**Exercise**: Reproduce the data below in full and exclude every picture.

**Given information**:
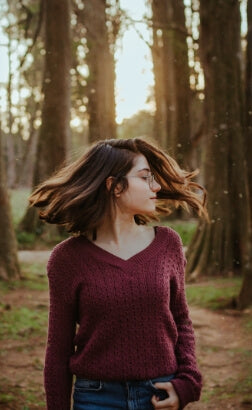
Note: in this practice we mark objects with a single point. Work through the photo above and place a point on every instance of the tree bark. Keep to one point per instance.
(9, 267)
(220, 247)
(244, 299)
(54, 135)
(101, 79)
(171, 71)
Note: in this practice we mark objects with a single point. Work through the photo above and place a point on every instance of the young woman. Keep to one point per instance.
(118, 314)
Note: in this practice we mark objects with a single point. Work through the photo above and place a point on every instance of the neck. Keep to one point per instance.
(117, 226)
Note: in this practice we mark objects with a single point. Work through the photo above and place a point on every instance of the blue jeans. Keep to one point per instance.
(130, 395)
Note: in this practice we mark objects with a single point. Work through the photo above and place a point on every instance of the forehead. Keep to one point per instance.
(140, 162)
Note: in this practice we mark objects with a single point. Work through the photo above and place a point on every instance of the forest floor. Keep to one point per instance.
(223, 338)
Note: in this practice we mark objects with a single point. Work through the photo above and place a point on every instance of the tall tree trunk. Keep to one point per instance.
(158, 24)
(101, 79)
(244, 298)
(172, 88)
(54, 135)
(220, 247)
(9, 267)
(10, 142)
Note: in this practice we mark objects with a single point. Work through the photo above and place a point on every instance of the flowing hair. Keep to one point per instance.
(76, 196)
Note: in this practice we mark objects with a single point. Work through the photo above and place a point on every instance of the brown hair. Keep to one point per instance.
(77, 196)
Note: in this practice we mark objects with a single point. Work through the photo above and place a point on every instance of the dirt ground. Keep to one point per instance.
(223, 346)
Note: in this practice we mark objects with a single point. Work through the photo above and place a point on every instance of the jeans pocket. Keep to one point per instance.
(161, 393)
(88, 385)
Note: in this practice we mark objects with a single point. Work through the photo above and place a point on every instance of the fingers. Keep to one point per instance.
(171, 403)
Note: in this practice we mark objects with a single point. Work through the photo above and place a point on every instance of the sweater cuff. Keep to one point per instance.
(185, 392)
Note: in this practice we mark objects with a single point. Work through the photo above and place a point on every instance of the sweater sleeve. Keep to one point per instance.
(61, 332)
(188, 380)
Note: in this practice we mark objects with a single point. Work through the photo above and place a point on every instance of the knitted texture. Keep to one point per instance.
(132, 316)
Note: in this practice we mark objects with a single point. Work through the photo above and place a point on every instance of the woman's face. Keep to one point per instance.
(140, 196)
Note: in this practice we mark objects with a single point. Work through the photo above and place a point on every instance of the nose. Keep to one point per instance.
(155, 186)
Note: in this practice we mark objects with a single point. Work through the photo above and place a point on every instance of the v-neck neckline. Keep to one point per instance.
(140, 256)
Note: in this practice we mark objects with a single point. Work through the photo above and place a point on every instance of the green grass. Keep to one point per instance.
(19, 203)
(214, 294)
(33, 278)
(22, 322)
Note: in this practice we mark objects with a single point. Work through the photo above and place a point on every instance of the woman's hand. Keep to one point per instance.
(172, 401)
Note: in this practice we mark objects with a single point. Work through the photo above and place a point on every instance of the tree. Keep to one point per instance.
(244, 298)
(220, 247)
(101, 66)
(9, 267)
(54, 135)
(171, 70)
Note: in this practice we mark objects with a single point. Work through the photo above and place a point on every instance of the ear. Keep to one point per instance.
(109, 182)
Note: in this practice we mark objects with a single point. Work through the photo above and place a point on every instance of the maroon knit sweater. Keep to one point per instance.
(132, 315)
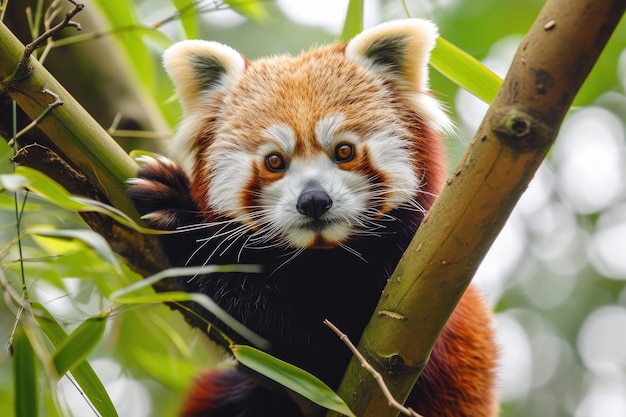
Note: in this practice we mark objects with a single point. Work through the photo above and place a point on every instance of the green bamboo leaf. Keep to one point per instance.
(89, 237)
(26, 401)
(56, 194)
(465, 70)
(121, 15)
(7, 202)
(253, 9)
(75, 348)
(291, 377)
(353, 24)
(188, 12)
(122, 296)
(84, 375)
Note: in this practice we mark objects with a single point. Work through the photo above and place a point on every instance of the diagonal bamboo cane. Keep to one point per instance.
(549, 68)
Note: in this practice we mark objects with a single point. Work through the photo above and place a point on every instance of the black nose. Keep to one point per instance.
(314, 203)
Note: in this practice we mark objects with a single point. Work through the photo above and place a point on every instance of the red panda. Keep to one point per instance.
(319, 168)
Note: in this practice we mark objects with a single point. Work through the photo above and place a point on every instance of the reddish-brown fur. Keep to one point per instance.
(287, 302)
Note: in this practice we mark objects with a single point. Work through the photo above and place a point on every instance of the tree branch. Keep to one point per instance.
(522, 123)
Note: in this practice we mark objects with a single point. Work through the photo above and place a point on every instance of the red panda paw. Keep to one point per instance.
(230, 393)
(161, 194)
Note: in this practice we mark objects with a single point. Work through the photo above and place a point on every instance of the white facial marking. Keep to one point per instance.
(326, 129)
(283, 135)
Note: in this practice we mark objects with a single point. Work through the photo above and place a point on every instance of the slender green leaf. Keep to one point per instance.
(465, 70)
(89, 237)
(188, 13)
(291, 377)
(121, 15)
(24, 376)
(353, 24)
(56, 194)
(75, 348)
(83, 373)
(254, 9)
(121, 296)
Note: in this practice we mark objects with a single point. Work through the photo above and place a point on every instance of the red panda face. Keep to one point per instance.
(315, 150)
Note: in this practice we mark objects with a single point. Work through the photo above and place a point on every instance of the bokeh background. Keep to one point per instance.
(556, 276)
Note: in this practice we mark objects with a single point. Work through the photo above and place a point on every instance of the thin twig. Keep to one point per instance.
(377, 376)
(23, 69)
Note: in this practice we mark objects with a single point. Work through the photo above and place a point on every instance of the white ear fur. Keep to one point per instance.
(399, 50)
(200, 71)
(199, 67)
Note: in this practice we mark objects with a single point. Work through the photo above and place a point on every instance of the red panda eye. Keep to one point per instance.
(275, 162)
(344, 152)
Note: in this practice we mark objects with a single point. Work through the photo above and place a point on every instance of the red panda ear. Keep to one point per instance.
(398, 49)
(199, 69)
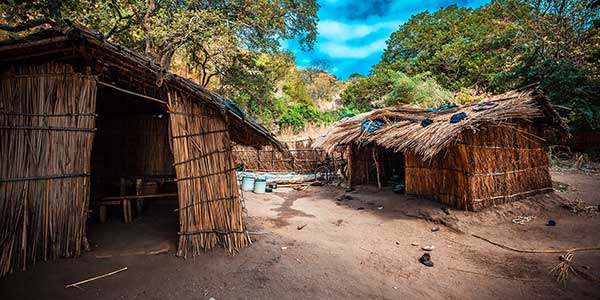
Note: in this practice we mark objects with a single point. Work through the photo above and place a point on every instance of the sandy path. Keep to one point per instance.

**Exercise output**:
Note: in this practice we mark objects with a single point. Work through the photo above and place a point on every instance of the tree bark. Keep to one point per instance.
(9, 267)
(220, 247)
(244, 299)
(54, 135)
(101, 79)
(171, 71)
Note: in this practice we mark objects with a single point. Work through the photo above and place a point on every instance of the young woman. Keep to one point per instance.
(118, 314)
Note: in this practice we mark objects with a single point. Work through the photo above and place a point on every instance of the neck. Keep to one point per instance.
(117, 226)
Note: in this practice we mark objects with a single point. Work through the photo above and place a point on every instance of the blue jeans. Keep to one point per instance.
(130, 395)
Note: in this practice we mark objects with a single point. Work through the photo above and place a point on every instance of the forehead. Keep to one point per instance.
(140, 162)
Note: in this practice we mark objects with a single point. Work through the photo above and place a point on every instance of the forest floor. Keep to one point per instance.
(223, 338)
Note: in this practice we mark objects with a single point. Work through the photo above and place a point on every instance of the tall tree trunk. Keep to one point per instance.
(158, 24)
(101, 79)
(244, 298)
(172, 88)
(54, 135)
(220, 247)
(9, 267)
(10, 142)
Note: in this practice we mark objects with a single point. Work through the photo above and place a point on every instance of the flowing hair. Keep to one point per instance.
(76, 196)
Note: in this practice we mark objects with a single point. Work through the photo above and place a point on every instance of the brown hair. Keep to one point per instance.
(77, 196)
Note: in this practice we mark objects with a single point. Work through the photo above and place a point on every instance of the dirt ground. Keep to one point per instance.
(223, 346)
Note: in this practice we mark objects with a single point. Work through the photo above and place a point on every instance of the jeans pocket. Keep to one point per instance.
(161, 393)
(88, 385)
Note: in this practice we mark objects with a single point. Work through the photo above and place a point on every instance of the fingers. Keep to one point per instance.
(171, 403)
Note: in this practice we mark objects with a single point. Work through the photo above and place a point on every instance of the sweater cuff. Keep to one point per instance.
(185, 392)
Note: in this practice we mark objects with a single point. Work through the photo above and place a point on every instance of the sweater sleeve. Keep to one point per instance.
(61, 332)
(188, 380)
Note: in this practice we mark objects with a single point. Work through the photo above and place a point on every instance of the knitted texture. Keep to one point per instance.
(132, 316)
Note: in this practice we mark objects with a single point. Work through the photo above and place a point on every instance of the woman's face. Keep to one point per instance.
(140, 196)
Note: in this practice we mark objects with a single point. Work through the photo above and place a point on every instance of the nose. Keep to one point per instance.
(155, 186)
Note: in this practice we mark objects with a single point. Work through the photo above and place a point on every instance of the v-neck neckline. Keep to one point per instance.
(140, 256)
Note: in this practice we mark objects with a single point. Work through the photo above and place a point on every instance of the green grass. Keep to one point per instance.
(19, 203)
(214, 294)
(33, 278)
(22, 322)
Note: in this practice we mark objects with a single point. Work through the photo above and place a point on every instance of the woman's hand. Keep to one point per instance.
(172, 401)
Note: in this practice we mark objects with a single point. Work through the photo above and place a point on every instance of the tree. Keep to one point per instance.
(244, 298)
(220, 247)
(101, 66)
(9, 267)
(54, 135)
(171, 70)
Note: in this practice we mark objects with a single point. Work through the photo above and place a point on every instance of the ear. Keep to one point per instance.
(109, 182)
Note: in this practice we mark objects with a single point. Work through the photo above and place a point on every instance of the maroon knit sweater. Keep to one point per instance.
(132, 315)
Note: in this practice we mark objects with a single point. Work through the photo above and place a point on every instance of the green bamboo leaf. Keep to one point per instance.
(89, 237)
(26, 401)
(56, 194)
(465, 70)
(121, 15)
(7, 202)
(253, 9)
(75, 348)
(291, 377)
(353, 24)
(188, 12)
(122, 296)
(84, 375)
Note: in this practice we mark objects with a single point. Work through the photo above and place a point on every instance of the diagonal bamboo cane. Keep to one point per instance.
(549, 68)
Note: in this practice we mark objects with a single point. Work through the photo above and place a point on every instance of the black nose. Keep to one point per instance.
(314, 203)
Note: in this practice we mark objects with a single point. Work through the photo above and place a point on every instance of the red panda. Keep to one point per instance.
(319, 168)
Note: in this practice we mark objects with a single point. Work through the photo above and place a point on every instance of the reddish-brown fur. Keep to one point per instance.
(287, 302)
Note: in this practice we mark objects with a single point. Work through the photo above and place a point on every instance of the tree branch. Keep to one point per instance.
(522, 123)
Note: in this practice we mark objects with a single point. Work through the photo above and place a point on every instance of the red panda paw. Keep to one point per instance.
(230, 393)
(161, 194)
Note: in this practice we mark objects with a single point. Work through the photo above and place a point on every instance of the white facial marking. Keep to one point per instance.
(326, 129)
(283, 135)
Note: in this practice we mark objects with a single point. Work through the photo above and place a point on every instance of the slender green leaf. Keep to one point per instance.
(465, 70)
(89, 237)
(188, 13)
(291, 377)
(121, 15)
(24, 376)
(353, 24)
(56, 194)
(75, 348)
(83, 373)
(254, 9)
(121, 296)
Note: in this practice we mark objects with a single point. Work through the photo above and place a point on every instance of the red panda face. Keep to one point per instance.
(315, 150)
Note: in this practice we mark objects with a single point. Work through the photo above and place a point on every instance of the bokeh background. Keep to one point per instance.
(556, 276)
Note: in this practice we mark objects with a single point. Work through the photo above and place a point on every instance of the thin twig. Keep to one point per instance.
(377, 376)
(23, 69)
Note: in this practice we mark objects with a single point. Work through the photo above and place a point on every instance of the white ear fur. Keep to one point per instance.
(399, 50)
(200, 71)
(199, 67)
Note: in this practice we mark objects with a single point. Work through the photo above and place a point on every instance of the red panda eye. Keep to one point per instance.
(275, 162)
(344, 152)
Note: in this practice we mark objects with a single point. Work through the photo above and place a point on every instance of the red panda ear. Keep to one point per instance.
(398, 49)
(199, 69)
Note: in this practice we mark objects with a single point. Work through the photo above and place a point on every instance of the sandy path. Keep to one point per instance.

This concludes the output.